== What the task requires ==
Below are the entries; set down each of them exactly.

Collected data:
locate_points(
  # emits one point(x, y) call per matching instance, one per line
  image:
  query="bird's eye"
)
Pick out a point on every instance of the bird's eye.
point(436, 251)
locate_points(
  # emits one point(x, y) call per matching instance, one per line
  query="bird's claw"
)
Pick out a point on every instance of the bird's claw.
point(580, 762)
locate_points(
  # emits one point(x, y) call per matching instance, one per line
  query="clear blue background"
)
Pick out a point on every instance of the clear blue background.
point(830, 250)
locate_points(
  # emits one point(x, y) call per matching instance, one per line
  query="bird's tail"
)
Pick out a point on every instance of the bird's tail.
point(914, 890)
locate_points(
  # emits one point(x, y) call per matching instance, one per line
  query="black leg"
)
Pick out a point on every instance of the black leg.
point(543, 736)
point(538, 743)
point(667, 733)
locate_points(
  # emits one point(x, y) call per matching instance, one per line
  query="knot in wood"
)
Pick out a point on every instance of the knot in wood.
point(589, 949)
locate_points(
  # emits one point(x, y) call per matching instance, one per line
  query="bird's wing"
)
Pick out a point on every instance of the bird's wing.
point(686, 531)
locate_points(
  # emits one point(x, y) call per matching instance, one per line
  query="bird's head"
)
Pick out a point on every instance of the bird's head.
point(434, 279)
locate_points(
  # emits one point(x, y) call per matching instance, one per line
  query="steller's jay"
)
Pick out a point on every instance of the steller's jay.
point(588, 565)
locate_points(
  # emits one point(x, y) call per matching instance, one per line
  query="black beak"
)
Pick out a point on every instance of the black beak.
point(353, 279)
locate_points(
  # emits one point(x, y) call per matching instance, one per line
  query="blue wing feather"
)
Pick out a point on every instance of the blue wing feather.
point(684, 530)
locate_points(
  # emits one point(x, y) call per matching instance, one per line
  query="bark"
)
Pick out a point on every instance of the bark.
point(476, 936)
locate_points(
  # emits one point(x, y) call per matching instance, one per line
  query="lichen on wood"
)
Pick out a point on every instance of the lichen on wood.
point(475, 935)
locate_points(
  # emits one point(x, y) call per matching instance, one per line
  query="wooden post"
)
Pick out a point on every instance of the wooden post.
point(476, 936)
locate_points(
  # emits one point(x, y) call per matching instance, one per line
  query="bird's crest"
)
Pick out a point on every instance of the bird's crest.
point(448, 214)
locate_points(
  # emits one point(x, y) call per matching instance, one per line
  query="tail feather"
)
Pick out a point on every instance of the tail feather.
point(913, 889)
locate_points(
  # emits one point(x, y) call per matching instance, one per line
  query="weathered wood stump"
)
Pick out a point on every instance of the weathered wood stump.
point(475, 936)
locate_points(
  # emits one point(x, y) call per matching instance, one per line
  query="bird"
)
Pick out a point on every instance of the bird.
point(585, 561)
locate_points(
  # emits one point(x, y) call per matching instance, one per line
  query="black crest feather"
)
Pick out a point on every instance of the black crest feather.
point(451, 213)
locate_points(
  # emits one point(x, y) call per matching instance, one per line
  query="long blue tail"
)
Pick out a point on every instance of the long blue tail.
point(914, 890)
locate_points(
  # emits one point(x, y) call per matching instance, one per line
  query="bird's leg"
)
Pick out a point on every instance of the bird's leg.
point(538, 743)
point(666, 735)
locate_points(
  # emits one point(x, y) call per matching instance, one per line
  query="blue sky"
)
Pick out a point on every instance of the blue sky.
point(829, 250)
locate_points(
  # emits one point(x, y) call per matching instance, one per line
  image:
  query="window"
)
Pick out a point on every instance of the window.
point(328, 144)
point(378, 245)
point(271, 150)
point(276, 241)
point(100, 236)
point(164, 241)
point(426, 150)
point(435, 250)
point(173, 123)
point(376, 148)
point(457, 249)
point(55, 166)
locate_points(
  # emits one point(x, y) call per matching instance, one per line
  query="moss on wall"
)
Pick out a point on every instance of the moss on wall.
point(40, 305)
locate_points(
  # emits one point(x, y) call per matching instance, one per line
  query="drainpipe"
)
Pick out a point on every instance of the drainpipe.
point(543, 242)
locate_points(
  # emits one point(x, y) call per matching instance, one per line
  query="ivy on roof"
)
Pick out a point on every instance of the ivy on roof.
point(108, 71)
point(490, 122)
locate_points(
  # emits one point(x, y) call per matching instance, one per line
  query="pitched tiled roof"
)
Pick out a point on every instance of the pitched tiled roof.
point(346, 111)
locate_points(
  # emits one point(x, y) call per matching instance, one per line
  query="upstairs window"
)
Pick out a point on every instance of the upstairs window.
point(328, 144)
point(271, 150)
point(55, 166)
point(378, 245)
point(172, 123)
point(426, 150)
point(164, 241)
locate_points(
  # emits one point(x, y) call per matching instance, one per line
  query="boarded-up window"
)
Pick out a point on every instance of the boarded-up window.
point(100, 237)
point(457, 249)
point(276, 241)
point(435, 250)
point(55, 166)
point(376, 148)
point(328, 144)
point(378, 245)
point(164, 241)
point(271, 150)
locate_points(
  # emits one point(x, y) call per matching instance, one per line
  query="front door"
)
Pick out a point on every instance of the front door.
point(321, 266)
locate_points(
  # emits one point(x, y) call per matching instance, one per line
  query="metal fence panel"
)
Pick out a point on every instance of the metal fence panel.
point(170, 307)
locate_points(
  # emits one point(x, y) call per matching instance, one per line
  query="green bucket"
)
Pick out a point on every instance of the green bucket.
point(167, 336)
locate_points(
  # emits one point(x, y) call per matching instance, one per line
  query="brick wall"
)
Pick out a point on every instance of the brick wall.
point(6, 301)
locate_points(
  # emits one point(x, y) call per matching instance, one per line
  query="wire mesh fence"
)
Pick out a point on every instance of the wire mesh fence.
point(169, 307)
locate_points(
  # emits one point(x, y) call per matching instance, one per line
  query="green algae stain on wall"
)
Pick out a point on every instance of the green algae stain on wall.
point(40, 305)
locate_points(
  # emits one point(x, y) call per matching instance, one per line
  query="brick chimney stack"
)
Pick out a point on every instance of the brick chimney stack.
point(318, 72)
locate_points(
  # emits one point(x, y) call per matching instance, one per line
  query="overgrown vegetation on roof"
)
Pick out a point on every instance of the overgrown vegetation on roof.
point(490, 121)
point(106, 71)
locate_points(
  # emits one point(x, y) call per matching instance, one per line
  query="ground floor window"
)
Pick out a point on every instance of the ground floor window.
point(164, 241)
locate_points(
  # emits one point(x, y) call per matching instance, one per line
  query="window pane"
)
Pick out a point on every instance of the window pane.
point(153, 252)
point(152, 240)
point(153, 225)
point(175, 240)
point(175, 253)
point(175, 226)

== Reply to the exercise ==
locate_points(
  # emits one point(x, y) call per matching instance, one per line
  image:
  query="bird's eye"
)
Pick out a point on every instance of the bird's eye.
point(436, 251)
locate_points(
  # emits one point(x, y) call per matching instance, one per line
  query="bird's claw"
)
Pick out a point on every instance of the bird's claw.
point(580, 762)
locate_points(
  # emits one point(x, y) call per matching instance, one per line
  query="clear blue background"
)
Pick out a point on every instance of the clear blue background.
point(830, 250)
locate_points(
  # emits one point(x, y) call per matching instance, one per line
  query="bird's tail"
)
Pick out a point on every instance of the bird's tail.
point(914, 890)
locate_points(
  # emits one point(x, y) call per matching instance, one per line
  query="black leg"
)
Pick out a point on every instance of the black leg.
point(543, 736)
point(538, 743)
point(667, 733)
locate_points(
  # emits one point(x, y) call per matching instance, one per line
  query="knot in wood"
)
Pick out a point on every instance of the knot in wood.
point(589, 949)
locate_points(
  # emits one point(x, y) call per matching instance, one per line
  query="bird's wing"
)
Pick out a point on every instance of the bird's wing.
point(686, 531)
locate_points(
  # emits one point(x, y) call per matching instance, one per line
  query="bird's head"
)
Pick out a point on every instance of the bird's head.
point(434, 279)
locate_points(
  # emits one point(x, y) call per matching instance, one per line
  query="steller's jay"
)
Pick out a point on every instance of the steller's jay.
point(588, 565)
locate_points(
  # emits one point(x, y) call per matching instance, one per line
  query="black beak"
)
Pick out a point on every instance of the black beak.
point(353, 279)
locate_points(
  # emits one point(x, y) call per matching instance, one per line
  query="blue wing feather"
)
Pick out a point on every instance of the blue wing feather.
point(684, 530)
locate_points(
  # emits one point(x, y) call per matching instance, one per line
  query="bark"
)
Pick out a point on every instance of the bark.
point(476, 936)
locate_points(
  # emits one point(x, y) call per matching instance, one per line
  query="lichen on wood"
)
Pick out a point on every instance of the lichen on wood.
point(475, 935)
locate_points(
  # emits one point(x, y) call per matching instance, one per line
  query="wooden post"
)
Pick out a point on every instance of the wooden post.
point(476, 936)
locate_points(
  # emits one point(x, y) call per matching instance, one per line
  query="bird's crest"
)
Pick out a point on every instance of the bird's crest.
point(448, 214)
locate_points(
  # emits one point(x, y) call per matching instance, one per line
  query="tail feather"
)
Pick out a point on every instance of the tail feather.
point(913, 889)
locate_points(
  # emits one point(x, y) call per matching instance, one per line
  query="weathered wood stump"
)
Pick out a point on every instance of the weathered wood stump.
point(475, 936)
locate_points(
  # emits one point(x, y) call per matching instance, one per line
  query="bird"
)
Pick out a point on every instance of the bird.
point(585, 561)
locate_points(
  # emits one point(x, y) call per matching instance, one per line
  query="black crest feather"
)
Pick out a point on every instance of the black crest feather.
point(451, 213)
locate_points(
  # emits one point(x, y) call per matching instance, one per line
  query="long blue tail"
)
Pick out a point on every instance of the long blue tail.
point(914, 890)
locate_points(
  # emits one point(x, y) call per matching instance, one per line
  query="bird's leg"
)
Pick out a point on every instance of the bird's leg.
point(538, 743)
point(666, 735)
locate_points(
  # emits one point(x, y) call per matching instance, one per line
  query="blue sky"
)
Pick out a point on every instance of the blue sky.
point(829, 250)
locate_points(
  # emits one point(x, y) call per matching instance, one per line
  image:
  query="window"
)
Pick out a point on every instance of the window.
point(328, 144)
point(378, 245)
point(271, 150)
point(276, 241)
point(100, 236)
point(164, 241)
point(426, 150)
point(435, 250)
point(173, 123)
point(376, 148)
point(457, 249)
point(55, 166)
locate_points(
  # emits one point(x, y) call per matching instance, one per line
  query="moss on wall"
)
Pick out a point on every instance of the moss on wall.
point(40, 305)
locate_points(
  # emits one point(x, y) call per matching instance, one per line
  query="drainpipe"
)
Pick out a point on every instance of the drainpipe.
point(543, 242)
locate_points(
  # emits one point(x, y) call per matching instance, one per line
  query="ivy on roof"
)
Pick out a point on every instance of the ivy on roof.
point(108, 71)
point(490, 122)
locate_points(
  # emits one point(x, y) call per matching instance, one per line
  query="pitched tiled roof"
)
Pick out a point on every instance of the pitched tiled roof.
point(346, 111)
locate_points(
  # emits one point(x, y) call per matching instance, one per line
  query="upstairs window"
)
Pick out a point on every instance of the upstairs window.
point(328, 144)
point(271, 150)
point(55, 166)
point(378, 245)
point(172, 123)
point(426, 150)
point(164, 241)
locate_points(
  # emits one point(x, y) call per matching instance, one per line
  query="boarded-up window"
)
Pick out a point on every instance of the boarded-up window.
point(100, 237)
point(457, 249)
point(276, 241)
point(435, 250)
point(55, 166)
point(376, 148)
point(328, 144)
point(378, 245)
point(164, 241)
point(271, 150)
locate_points(
  # emits one point(x, y) call per matching instance, one per line
  query="front door"
)
Pick out a point on every instance of the front door.
point(321, 266)
locate_points(
  # emits one point(x, y) call per matching instance, one per line
  query="metal fence panel"
)
Pick out a point on every instance of the metal fence panel.
point(170, 307)
locate_points(
  # emits one point(x, y) call per matching instance, one per line
  query="green bucket"
)
Pick out a point on every instance of the green bucket.
point(167, 336)
locate_points(
  # emits one point(x, y) call per matching instance, one per line
  query="brick wall"
)
Pick out a point on every instance of the brick wall.
point(6, 301)
locate_points(
  # emits one point(x, y) call per matching instance, one per line
  query="wire mesh fence"
)
Pick out a point on every instance of the wire mesh fence.
point(169, 307)
locate_points(
  # emits one point(x, y) call per matching instance, one per line
  query="green algae stain on wall"
)
Pick out a point on every instance of the green algae stain on wall.
point(40, 305)
locate_points(
  # emits one point(x, y) call per matching instance, one per line
  query="brick chimney stack"
)
Pick out a point on every instance of the brick chimney stack.
point(318, 72)
locate_points(
  # emits one point(x, y) call per matching instance, one per line
  query="overgrown vegetation on roof"
)
Pick out a point on every instance of the overgrown vegetation on roof.
point(490, 121)
point(106, 71)
locate_points(
  # emits one point(x, y) call per matching instance, one per line
  query="ground floor window"
)
Pick out a point on every instance of the ground floor window.
point(164, 241)
locate_points(
  # emits one point(x, y) call per matching instance, one per line
  query="window pane"
)
Pick out a point on every instance of the window pane.
point(153, 252)
point(152, 240)
point(153, 225)
point(175, 240)
point(175, 253)
point(175, 226)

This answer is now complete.